Records from a dataset:
----------------
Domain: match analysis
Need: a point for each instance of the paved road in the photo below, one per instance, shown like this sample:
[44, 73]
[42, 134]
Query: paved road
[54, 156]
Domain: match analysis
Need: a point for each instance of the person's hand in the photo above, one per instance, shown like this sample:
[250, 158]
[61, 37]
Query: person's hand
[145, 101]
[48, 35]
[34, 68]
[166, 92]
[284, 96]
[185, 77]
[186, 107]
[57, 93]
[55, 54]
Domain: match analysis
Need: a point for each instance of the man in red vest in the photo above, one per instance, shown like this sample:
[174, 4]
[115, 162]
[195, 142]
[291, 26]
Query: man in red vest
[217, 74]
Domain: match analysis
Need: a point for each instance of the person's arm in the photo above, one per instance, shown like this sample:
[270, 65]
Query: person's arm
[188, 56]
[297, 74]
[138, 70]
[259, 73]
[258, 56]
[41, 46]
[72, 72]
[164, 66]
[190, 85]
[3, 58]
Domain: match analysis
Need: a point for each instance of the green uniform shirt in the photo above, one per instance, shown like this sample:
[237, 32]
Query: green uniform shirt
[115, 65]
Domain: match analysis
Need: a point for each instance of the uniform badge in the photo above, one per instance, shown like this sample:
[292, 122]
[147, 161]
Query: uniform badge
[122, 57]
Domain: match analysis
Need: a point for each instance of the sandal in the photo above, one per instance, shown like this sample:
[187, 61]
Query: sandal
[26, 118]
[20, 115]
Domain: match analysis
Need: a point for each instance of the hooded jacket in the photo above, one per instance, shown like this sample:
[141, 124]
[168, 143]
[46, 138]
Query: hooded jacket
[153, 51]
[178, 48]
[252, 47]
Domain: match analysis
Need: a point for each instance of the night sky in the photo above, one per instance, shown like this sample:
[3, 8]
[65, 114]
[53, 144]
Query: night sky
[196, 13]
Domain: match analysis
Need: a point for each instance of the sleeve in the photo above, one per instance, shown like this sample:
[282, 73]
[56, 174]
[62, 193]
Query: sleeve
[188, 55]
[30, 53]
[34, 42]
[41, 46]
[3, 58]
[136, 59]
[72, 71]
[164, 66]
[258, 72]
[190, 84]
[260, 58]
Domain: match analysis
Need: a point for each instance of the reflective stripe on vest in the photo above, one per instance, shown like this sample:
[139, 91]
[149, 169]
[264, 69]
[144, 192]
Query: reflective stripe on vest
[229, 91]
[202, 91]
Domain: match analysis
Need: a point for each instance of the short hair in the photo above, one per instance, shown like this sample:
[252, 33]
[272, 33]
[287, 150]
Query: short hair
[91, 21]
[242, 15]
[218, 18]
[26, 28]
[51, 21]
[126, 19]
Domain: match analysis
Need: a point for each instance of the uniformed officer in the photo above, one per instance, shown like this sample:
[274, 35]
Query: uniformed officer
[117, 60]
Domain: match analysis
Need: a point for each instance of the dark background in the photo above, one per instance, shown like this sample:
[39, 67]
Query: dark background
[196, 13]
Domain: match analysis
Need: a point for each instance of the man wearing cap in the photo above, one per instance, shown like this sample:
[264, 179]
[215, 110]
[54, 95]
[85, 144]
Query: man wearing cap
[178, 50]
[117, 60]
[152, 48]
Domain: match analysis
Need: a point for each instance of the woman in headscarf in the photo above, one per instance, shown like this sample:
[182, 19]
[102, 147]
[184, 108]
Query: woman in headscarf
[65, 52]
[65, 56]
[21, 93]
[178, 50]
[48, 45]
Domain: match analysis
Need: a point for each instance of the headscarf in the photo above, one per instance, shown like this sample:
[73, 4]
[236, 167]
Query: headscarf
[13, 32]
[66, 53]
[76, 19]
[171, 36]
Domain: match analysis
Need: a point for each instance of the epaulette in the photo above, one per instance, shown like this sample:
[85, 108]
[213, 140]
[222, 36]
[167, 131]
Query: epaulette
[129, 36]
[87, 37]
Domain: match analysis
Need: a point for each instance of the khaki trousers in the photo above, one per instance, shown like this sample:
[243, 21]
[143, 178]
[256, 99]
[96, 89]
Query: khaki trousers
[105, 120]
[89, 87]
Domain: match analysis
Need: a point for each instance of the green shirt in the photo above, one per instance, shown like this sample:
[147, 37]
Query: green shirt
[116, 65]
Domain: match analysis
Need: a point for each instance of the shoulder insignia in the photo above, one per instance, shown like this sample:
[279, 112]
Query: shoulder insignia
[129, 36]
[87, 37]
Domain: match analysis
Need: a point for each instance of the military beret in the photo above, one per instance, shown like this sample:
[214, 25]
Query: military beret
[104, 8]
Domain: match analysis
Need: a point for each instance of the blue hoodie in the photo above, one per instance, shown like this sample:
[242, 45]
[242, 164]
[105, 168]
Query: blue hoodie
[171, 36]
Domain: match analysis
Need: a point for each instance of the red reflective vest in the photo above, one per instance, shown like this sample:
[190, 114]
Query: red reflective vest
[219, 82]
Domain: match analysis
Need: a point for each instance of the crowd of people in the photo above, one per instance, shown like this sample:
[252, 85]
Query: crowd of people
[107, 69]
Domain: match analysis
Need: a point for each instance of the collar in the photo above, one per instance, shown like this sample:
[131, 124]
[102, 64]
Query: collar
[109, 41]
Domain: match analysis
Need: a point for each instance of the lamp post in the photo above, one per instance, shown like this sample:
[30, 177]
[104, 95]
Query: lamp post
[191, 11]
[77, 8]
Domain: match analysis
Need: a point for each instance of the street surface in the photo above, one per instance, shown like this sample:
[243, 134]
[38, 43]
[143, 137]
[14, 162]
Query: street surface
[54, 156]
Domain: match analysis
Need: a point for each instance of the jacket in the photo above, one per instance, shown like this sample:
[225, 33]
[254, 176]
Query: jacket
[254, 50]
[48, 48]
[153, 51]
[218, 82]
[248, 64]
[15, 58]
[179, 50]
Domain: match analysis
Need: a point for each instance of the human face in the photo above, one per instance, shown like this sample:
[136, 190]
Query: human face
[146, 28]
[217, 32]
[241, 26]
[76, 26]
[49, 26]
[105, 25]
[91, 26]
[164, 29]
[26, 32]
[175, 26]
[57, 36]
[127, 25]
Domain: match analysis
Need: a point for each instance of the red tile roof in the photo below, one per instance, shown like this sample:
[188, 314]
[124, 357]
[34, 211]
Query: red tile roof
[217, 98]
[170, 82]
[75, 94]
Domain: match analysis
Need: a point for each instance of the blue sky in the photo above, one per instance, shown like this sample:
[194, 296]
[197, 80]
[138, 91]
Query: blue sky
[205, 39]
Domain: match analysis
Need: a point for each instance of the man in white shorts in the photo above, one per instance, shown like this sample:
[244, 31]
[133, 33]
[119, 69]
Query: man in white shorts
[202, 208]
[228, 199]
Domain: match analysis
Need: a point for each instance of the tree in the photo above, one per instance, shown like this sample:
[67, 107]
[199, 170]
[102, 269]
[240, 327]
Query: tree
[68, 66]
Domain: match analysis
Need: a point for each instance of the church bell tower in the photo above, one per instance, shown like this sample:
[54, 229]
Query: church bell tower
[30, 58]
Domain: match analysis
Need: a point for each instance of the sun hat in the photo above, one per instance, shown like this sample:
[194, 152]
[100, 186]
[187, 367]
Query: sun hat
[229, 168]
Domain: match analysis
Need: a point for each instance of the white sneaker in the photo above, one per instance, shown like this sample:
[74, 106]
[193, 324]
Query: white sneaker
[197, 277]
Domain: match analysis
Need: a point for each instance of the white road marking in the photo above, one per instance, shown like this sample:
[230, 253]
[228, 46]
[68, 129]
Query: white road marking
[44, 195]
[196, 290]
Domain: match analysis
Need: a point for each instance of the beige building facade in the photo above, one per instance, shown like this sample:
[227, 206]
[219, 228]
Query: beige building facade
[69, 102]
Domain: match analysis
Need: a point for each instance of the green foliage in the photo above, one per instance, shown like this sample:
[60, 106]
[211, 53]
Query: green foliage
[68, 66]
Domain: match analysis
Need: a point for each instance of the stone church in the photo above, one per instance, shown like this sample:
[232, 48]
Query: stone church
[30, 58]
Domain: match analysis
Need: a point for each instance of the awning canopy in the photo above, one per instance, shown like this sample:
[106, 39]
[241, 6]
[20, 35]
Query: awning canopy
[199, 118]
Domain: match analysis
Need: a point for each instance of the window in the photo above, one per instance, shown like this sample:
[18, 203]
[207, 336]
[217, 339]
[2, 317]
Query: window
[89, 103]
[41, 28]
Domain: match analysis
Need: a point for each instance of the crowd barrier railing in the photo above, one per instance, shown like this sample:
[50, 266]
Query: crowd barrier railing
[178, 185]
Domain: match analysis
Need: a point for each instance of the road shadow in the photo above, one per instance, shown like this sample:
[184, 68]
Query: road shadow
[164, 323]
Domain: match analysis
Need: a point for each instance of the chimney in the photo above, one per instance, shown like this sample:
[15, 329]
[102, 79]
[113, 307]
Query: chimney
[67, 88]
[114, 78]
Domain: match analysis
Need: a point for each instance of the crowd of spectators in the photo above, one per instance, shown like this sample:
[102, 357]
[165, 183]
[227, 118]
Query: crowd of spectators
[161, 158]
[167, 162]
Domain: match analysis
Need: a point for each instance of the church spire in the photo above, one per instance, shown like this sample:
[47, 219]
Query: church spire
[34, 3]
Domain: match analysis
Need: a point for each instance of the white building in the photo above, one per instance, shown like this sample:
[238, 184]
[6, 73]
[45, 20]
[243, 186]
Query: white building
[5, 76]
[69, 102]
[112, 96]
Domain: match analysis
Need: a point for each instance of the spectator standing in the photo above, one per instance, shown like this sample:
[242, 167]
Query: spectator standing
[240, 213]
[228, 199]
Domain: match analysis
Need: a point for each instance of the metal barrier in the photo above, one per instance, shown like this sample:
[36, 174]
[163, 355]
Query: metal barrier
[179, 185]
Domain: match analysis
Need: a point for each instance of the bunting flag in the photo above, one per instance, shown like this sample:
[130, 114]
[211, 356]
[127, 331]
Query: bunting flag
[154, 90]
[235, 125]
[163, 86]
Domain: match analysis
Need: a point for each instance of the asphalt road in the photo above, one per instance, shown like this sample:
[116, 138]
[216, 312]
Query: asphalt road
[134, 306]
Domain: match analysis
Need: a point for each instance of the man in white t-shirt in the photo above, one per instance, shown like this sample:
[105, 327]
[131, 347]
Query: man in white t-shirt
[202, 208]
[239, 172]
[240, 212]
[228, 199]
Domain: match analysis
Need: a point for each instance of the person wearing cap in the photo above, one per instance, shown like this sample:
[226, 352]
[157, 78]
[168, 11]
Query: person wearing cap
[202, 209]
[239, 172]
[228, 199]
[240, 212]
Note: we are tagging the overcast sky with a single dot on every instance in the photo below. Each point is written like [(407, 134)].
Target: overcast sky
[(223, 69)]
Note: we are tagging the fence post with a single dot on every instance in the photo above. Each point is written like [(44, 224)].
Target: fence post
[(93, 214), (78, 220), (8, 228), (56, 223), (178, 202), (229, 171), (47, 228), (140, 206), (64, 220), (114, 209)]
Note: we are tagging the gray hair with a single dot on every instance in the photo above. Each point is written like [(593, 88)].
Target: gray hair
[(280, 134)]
----------------
• _What is required_: Only the lines from the one that contains "Note: we are tagging the overcast" through the last line should be repeated, each exactly as it stands, with both ends included.

• _Full output_:
Note: we are tagging the overcast sky with a single dot on every instance in the photo below. Each point is written like [(407, 134)].
Target: overcast sky
[(223, 69)]
Note: we are tagging the fence post with a single dot on every instance in the photo above. Each point is written like [(44, 224)].
Target: fence post
[(93, 214), (78, 220), (8, 228), (56, 223), (178, 202), (229, 171), (47, 228), (140, 206), (64, 220), (114, 209)]
Note: we are tagging the gray hair with a single dot on every instance in the photo above. Each point is written like [(593, 88)].
Target: gray hair
[(280, 134)]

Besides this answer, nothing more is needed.